**To be done:** Gather each line of the records below that contains the word "every", and copy those lines unchanged.

[Segmentation labeling items]
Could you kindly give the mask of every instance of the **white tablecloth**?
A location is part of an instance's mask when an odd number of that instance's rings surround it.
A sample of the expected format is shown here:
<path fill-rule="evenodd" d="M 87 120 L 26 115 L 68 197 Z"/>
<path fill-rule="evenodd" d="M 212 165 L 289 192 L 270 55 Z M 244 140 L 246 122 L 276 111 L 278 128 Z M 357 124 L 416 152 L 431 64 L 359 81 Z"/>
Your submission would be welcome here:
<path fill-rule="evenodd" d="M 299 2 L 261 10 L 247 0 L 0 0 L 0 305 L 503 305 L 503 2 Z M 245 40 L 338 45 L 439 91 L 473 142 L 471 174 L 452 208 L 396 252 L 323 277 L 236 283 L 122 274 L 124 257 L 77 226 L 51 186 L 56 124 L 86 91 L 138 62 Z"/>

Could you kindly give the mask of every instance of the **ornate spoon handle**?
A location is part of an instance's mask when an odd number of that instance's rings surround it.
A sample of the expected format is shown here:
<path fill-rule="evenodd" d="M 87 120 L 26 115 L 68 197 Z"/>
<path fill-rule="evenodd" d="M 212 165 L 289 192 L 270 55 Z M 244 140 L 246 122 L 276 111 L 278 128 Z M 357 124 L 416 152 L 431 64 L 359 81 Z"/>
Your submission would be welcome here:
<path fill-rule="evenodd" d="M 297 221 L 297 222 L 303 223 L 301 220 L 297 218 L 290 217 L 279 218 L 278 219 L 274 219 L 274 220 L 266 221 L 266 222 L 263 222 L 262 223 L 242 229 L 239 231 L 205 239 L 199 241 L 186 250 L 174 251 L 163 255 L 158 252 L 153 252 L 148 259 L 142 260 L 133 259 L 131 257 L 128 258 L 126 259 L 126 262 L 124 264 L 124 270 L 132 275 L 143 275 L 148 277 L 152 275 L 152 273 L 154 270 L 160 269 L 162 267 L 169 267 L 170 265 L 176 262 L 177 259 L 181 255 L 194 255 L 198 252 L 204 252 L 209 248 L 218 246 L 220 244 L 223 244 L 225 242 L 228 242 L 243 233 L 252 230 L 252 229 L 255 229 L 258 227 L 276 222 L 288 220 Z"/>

**Output:**
Could you kindly give the mask of every instance of the **white tablecloth**?
Could you kindly give the mask of every instance of the **ornate spoon handle**?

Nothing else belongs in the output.